Urteil des LG Wiesbaden vom 13.09.2007

LG Wiesbaden: ordre public, öffentliche ordnung, schiedsverfahren, firma, rechtliches gehör, dispositives recht, schiedsspruch, wohnfläche, aufrechnung, verkehrswert

1
2
3
Gericht:
OLG Frankfurt 26.
Zivilsenat
Entscheidungsdatum:
Aktenzeichen:
26 Sch 10/07
Dokumenttyp:
Beschluss
Quelle:
Normen:
§ 1059 Abs 1 Nr 2 ZPO, § 1059
Abs 2 Nr 2 ZPO
(Gerichtliche Aufhebung des Schiedsspruchs: Verletzung
des rechtlichen Gehörs durch das Schiedsgericht als
Aufhebungsgrund)
Tenor
Der von dem Schiedsgericht, bestehend aus dem Vorsitzenden Richter am
Oberlandesgericht … als Obmann und den Rechtsanwälten X und Y als
Schiedsrichter, am 15.12.2006 erlassene Schiedsspruch, durch den die
Antragsgegnerin verurteilt worden ist,
an den Antragsteller Euro 218.203,85 nebst jährlichen Zinsen hieraus in
Höhe von 5 Prozentpunkten über dem Basiszinssatz seit 4. März 2005 zu zahlen,
ist vollstreckbar.
Die Antragsgegnerin hat die Kosten des Verfahrens zu tragen.
Der Beschluss ist vorläufig vollstreckbar.
Gründe
I.
Die Antragsgegnerin vertreibt Wohnimmobilien, indem sie nach Erwerb eines
Gesamtobjektes Teileigentum schafft, Renovierungsarbeiten durchführt und
anschließend die Eigentumswohnungen veräußert. Alleingesellschafterin der
Antragsgegnerin ist Frau A. Der Antragsteller war seit Herbst 1999 Geschäftsführer
der Antraggegnerin. In seinem Anstellungsvertrag vom 01.10.1999 war in § 15
unter anderem geregelt, dass alle beiderseitigen Ansprüche aus dem
Dienstverhältnis und mit dem Dienstverhältnis in Verbindung stehenden
Ansprüche verfallen, wenn sie nicht innerhalb von zwei Monaten nach Fälligkeit
gegenüber der anderen Vertragspartei schriftlich geltend gemacht worden sind.
Sofern die Gegenseite den Anspruch ablehnt oder sich nicht innerhalb von zwei
Wochen nach der Geltendmachung des Anspruchs erklärt, soll der Anspruch
verfallen, wenn er nicht innerhalb von zwei Monaten nach der Ablehnung oder dem
Fristablauf geltend gemacht wird. Für Streitigkeiten aus dem Vertrag vereinbarten
die Parteien, sich einer freiwilligen Schiedsgerichtsvereinbarung zu unterwerfen.
Für den Verkauf des Objektes B der Antragsgegnerin hatte der Antragsteller im Juli
2002 die Vertriebsgesellschaft C GmbH eingeschaltet, der als Provision ein
Übererlös zustehen sollte, soweit der Kaufpreis 950 Euro pro m² Wohnfläche bzw.

» Gesammelte Daten
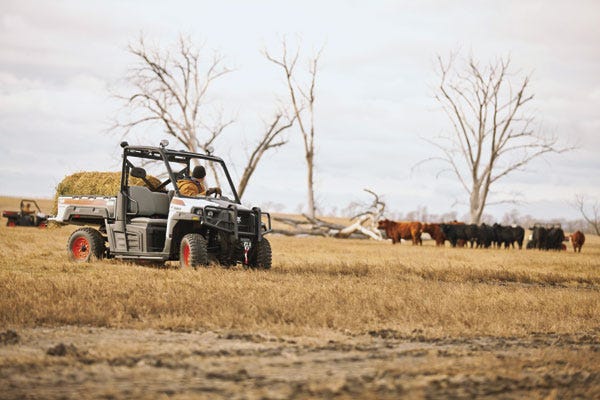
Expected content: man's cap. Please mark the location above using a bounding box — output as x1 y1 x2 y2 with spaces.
192 165 206 179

» Erforderliche Arbeiten
A. Seit wann war der Antragsteller laut dem Dokumentabschnitt Geschäftsführer der Antragsgegnerin?
B. Kopieren Sie aus dem Dokumentabschnitt wortgetreu die Passage von „Urteil des LG“ bis „OLG Frankfurt 26.“.

» Erwartete Ergebnisse
A. Seit Herbst 1999.

B.
Urteil des LG Wiesbaden vom 13.09.2007

LG Wiesbaden: ordre public, öffentliche ordnung, schiedsverfahren, firma, rechtliches gehör, dispositives recht, schiedsspruch, wohnfläche, aufrechnung, verkehrswert

1
2
3
Gericht:
OLG Frankfurt 26.